▶ [Directions]:
Extend the piece below on PBS's "Genius with Stephen Hawking" and the nature of human intelligence, picking up after its last sentence.

▶ [Excerpted text]:
%%
Month: May 2016

What Stephen Hawking missed about the nature of human intelligence in PBS’s “Genius”

Back in 2012, Stephen Hawking visited Seattle and I had the privilege of attending a lecture he gave titled “Brane New World.” Now, I know from a statistical standpoint that I’m above average in intelligence, and I’ve read widely and deeply in physics and cosmology — I read Einstein’s Relativity: The Special and the General Theory when I was 15. And yet, I struggled to follow pretty much anything Hawking talked about. On my own in the darkened auditorium, being a statistical “genius”[1] did not alone enable me to understand the concepts of M-theory in his lecture.

This week, PBS launched a new, six-part series titled “Genius with Stephen Hawking.” Hawking narrates, and the show follows a trio it describes as “ordinary people”[2] through a sequence of exercises and experiments in which they uncover key concepts in physics and cosmology.

Stephen Hawking

At the beginning of the first show, Hawking addresses the team as “my budding geniuses.” Over the course of the show, they successfully conclude that backwards time travel is impossible due to the fundamental laws of physics, while the rather counterintuitive forwards “time travel” (beyond our prosaic movement through the fourth dimension as we live our lives) is a very real possibility thanks to the effects of gravity on space-time. Because time itself travels more slowly the closer one is to a major gravitational source, traveling relative to such a source — toward or away — causes a desynchronization of how the traveler experiences time from the “absolute” time at the traveler’s point of origin. For example, orbiting the supermassive black hole likely at the center of our galaxy for a while without falling into the event horizon and then somehow managing to escape back out would give us the experience of leaping “forward” in time when we return. Finally, having proven that even “ordinary people” can reach the conclusions of the great scientific minds of history, Hawking ends the show with the imperative “Think like a genius.”

But there is a fundamental flaw in Stephen Hawking’s logic (well, at least the logic of the show’s writers — Hawking himself is not actually credited as a writer). Unlike my poor solitary brain in that dark theater here in Seattle, each of the teams on the shows that aired this week benefited from two of the evolutionary advantages that have enabled our species to walk, row, sail, and ultimately fly out of the confines of our ancestral homelands.
%%
▶ [Dataset excerpts]:
%%
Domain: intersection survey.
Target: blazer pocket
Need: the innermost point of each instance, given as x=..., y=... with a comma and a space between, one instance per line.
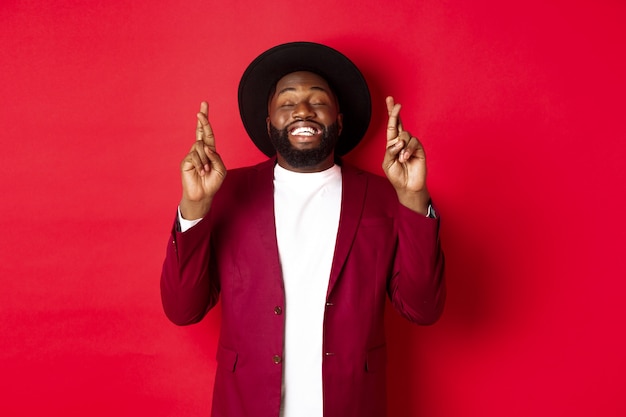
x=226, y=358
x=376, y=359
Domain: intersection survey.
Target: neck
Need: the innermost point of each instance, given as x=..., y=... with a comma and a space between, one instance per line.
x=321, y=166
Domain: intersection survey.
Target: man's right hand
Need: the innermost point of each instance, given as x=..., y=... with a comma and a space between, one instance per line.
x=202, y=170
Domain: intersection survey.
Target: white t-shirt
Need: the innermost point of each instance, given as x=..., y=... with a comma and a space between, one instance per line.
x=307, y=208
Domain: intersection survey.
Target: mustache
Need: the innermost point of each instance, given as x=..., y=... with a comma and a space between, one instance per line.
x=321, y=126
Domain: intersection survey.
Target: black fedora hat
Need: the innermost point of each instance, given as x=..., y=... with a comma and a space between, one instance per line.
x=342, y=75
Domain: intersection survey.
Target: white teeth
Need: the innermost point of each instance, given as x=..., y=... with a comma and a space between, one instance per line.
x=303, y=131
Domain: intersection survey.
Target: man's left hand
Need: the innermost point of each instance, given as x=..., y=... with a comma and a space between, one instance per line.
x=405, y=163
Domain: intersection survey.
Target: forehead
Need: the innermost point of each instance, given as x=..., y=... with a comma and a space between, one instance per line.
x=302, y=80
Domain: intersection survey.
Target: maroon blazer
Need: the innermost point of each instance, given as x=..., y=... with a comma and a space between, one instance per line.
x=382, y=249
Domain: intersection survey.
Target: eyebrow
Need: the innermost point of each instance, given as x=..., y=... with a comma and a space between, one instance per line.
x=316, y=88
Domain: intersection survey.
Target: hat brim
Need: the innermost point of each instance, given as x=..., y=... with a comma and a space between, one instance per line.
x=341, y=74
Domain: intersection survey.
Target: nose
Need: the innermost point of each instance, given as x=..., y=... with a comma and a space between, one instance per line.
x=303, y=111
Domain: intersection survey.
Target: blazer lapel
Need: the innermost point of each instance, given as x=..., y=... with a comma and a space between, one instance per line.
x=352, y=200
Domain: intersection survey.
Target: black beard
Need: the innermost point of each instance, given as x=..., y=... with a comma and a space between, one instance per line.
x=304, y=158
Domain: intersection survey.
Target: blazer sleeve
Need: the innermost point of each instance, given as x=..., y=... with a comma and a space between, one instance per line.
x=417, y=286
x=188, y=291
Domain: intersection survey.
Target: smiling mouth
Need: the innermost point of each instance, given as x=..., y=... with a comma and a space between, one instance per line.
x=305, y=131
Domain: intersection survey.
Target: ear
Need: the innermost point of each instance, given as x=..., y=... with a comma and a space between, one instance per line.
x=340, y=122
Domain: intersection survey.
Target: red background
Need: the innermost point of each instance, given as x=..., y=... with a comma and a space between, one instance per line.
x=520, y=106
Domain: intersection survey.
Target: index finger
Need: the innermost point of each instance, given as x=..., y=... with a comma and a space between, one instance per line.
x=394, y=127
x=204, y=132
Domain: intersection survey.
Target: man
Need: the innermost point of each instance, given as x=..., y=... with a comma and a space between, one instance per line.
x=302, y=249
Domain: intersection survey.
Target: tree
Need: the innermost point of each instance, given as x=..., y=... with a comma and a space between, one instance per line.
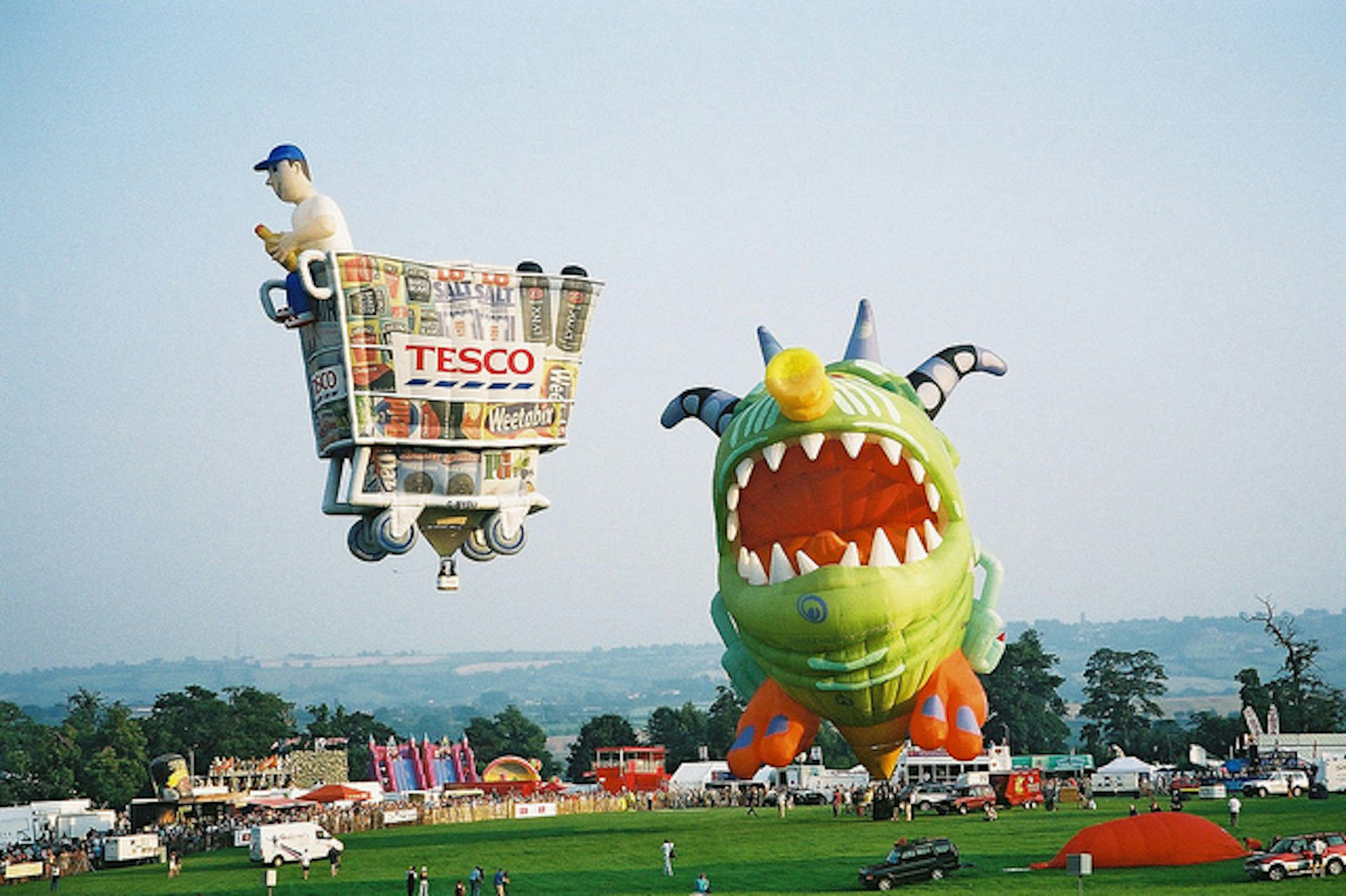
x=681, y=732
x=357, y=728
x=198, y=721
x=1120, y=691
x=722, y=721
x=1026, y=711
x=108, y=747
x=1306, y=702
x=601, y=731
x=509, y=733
%%
%%
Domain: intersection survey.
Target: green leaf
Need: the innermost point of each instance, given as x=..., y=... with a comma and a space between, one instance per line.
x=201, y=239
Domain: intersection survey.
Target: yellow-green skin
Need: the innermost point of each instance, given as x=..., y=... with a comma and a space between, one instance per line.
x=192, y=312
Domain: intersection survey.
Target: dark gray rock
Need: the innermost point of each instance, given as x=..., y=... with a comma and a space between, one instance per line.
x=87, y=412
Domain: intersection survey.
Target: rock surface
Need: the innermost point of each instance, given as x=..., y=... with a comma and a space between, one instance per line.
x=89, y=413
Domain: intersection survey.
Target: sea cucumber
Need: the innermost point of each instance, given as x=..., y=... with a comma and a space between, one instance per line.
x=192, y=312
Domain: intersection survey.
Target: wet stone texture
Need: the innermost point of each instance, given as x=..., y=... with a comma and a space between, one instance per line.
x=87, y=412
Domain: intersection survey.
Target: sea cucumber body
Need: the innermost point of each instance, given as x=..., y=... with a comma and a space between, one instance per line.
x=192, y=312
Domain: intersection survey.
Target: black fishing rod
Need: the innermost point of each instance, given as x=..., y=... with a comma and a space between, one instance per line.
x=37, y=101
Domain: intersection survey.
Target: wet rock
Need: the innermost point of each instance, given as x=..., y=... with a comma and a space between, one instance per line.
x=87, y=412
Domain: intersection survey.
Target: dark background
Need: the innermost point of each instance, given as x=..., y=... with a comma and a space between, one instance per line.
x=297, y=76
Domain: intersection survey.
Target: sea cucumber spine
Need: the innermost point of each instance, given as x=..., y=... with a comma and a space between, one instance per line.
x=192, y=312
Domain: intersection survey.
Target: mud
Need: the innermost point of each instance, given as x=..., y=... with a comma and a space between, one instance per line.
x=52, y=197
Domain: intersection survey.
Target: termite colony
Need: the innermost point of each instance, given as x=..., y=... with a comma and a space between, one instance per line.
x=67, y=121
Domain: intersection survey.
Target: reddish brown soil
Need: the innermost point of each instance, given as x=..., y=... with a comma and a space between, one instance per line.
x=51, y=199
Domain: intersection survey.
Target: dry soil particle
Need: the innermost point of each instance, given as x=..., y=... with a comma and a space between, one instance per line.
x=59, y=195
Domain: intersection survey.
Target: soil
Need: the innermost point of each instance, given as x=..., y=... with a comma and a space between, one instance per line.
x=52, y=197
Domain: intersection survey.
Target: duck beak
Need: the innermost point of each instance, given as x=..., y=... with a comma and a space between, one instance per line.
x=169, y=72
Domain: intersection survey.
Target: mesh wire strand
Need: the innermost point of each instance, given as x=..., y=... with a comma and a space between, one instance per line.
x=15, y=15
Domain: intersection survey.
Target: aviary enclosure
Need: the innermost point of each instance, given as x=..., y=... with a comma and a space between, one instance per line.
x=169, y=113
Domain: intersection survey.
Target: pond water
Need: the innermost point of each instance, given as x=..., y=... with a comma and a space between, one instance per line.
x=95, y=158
%%
▶ [Expected output]:
What the show fails to highlight, focused as it is on physics and cosmology rather than paleoanthropology or evolutionary biology, is that the participants are benefiting from distributed cognition and altruism — attributes innate to how the human mind works. By operating as a cooperative team, with access to the information and technology humans have built up over the past 200,000 years, they are able to arrive at the same innovative breakthroughs that individual geniuses have over the last 400 years of unbounded scientific discovery. Each team of “ordinary people” is also a diverse group, and they complement each other as they explore concepts in relativity, cosmic scale, and the probability of the existence of intelligent life beyond our solar system.

But even those singular geniuses of the past have acknowledged their debt to the work of previous thinkers. Isaac Newton famously said in 1676, “If I have seen further, it is by standing on the shoulders of giants.” Today, Hawking stands on Einstein’s shoulders, who stood on Newton’s shoulders, who stood on Copernicus’s shoulders. It’s geniuses all the way down!

Through education and technology, each of us benefits from the giants whose shoulders we stand on. This is no less true with my college degree and iPhone today than it was 43,000 years ago when our ancestors taught their children how to carve musical instruments from animal bones. Because we all benefit from the accumulated culture of our species, we are indeed able to be geniuses.

So Stephen Hawking tells us, “Think like a genius.”

Due to the ambiguity of plurality in the second person in English grammar, Hawking leaves it open to us to interpret whether he is speaking to each of us individually, or all of us collectively. I prefer to believe that he means the latter. We are all stronger, better, and ultimately smarter together. Human intelligence exists not merely at an individual level, but as a result of the tools, artifacts, information, and meaning that we carry with us from one generation to the next.

Yes, Professor Hawking, thanks to the brilliance of all those who’ve gone before, we will indeed think like one monumental, collective genius.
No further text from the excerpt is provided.